Request >>
Write each line exactly as it stands, from the line containing "of the child's" through the end of the data.

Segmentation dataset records
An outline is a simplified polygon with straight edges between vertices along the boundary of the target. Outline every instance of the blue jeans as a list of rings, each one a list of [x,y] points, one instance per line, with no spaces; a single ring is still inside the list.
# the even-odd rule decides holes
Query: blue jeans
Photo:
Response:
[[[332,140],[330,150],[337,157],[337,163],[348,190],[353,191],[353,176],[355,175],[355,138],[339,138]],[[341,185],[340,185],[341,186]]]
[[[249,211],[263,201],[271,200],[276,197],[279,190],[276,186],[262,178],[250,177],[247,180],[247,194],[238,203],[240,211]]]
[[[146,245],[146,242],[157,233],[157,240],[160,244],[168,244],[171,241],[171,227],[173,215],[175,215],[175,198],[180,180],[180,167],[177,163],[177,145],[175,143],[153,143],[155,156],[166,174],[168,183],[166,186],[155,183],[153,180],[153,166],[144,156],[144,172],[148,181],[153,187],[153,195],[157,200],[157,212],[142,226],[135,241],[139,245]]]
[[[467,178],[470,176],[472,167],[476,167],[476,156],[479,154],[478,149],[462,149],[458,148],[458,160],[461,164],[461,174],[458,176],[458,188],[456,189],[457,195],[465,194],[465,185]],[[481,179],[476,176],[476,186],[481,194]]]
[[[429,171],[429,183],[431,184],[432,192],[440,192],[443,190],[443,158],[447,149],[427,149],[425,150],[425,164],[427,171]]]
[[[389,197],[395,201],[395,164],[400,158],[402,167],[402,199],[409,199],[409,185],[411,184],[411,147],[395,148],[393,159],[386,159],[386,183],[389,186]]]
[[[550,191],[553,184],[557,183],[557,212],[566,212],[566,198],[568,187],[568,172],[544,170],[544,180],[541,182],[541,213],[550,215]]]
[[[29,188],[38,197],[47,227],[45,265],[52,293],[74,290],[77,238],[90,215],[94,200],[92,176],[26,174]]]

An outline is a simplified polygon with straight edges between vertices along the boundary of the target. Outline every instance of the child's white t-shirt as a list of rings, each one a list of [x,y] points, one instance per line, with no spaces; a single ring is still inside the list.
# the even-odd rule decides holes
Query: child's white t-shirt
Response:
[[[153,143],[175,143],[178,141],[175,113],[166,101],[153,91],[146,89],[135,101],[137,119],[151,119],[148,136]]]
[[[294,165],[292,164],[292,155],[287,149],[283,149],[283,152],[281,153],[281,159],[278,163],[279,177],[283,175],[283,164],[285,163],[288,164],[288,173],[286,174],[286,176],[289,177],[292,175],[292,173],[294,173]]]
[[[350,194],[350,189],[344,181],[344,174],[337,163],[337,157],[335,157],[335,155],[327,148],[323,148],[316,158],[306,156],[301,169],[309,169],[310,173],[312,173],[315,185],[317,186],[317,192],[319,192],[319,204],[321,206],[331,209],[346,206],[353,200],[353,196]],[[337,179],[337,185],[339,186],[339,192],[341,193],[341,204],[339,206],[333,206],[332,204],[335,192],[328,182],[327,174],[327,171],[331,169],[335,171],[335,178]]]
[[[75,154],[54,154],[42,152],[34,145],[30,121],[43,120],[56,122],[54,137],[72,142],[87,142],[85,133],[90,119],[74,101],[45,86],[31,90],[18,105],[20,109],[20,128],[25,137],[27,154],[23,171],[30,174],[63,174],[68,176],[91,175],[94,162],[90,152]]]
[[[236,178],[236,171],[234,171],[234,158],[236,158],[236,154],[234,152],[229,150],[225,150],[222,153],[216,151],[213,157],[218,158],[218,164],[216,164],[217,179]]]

Exercise answer >>
An outline is a simplified polygon with straight edges between vertices along the boundary of the target. Outline every instance of the child's white t-shirt as a list of rings, each one a list of [x,y] points, one instance per line, with no spaces; a single ring is still inside the list.
# the even-odd rule decides holes
Query: child's white t-shirt
Response:
[[[153,143],[175,143],[178,141],[175,113],[166,101],[153,91],[146,89],[135,101],[137,119],[151,119],[148,136]]]
[[[294,165],[292,164],[292,155],[287,149],[283,149],[283,152],[281,153],[281,159],[278,163],[279,177],[283,175],[283,164],[285,163],[288,164],[288,173],[286,174],[286,176],[289,177],[292,175],[292,173],[294,173]]]
[[[350,194],[350,189],[344,181],[344,174],[337,163],[337,157],[335,157],[335,155],[327,148],[323,148],[316,158],[306,156],[301,169],[309,169],[310,173],[312,173],[315,185],[317,186],[317,192],[319,192],[319,204],[321,206],[331,209],[346,206],[353,200],[353,196]],[[337,179],[337,185],[339,186],[339,192],[341,193],[341,204],[339,206],[333,206],[332,204],[335,192],[328,182],[327,174],[327,171],[331,169],[335,171],[335,178]]]
[[[75,154],[54,154],[42,152],[34,145],[30,121],[43,120],[56,122],[54,137],[72,142],[87,142],[85,133],[90,119],[74,101],[45,86],[31,90],[18,105],[20,109],[20,128],[25,137],[27,154],[23,171],[30,174],[63,174],[68,176],[91,175],[94,162],[90,152]]]
[[[236,178],[236,171],[234,171],[234,158],[236,158],[236,154],[234,152],[229,150],[225,150],[222,153],[216,151],[213,157],[218,158],[218,164],[216,164],[217,179]]]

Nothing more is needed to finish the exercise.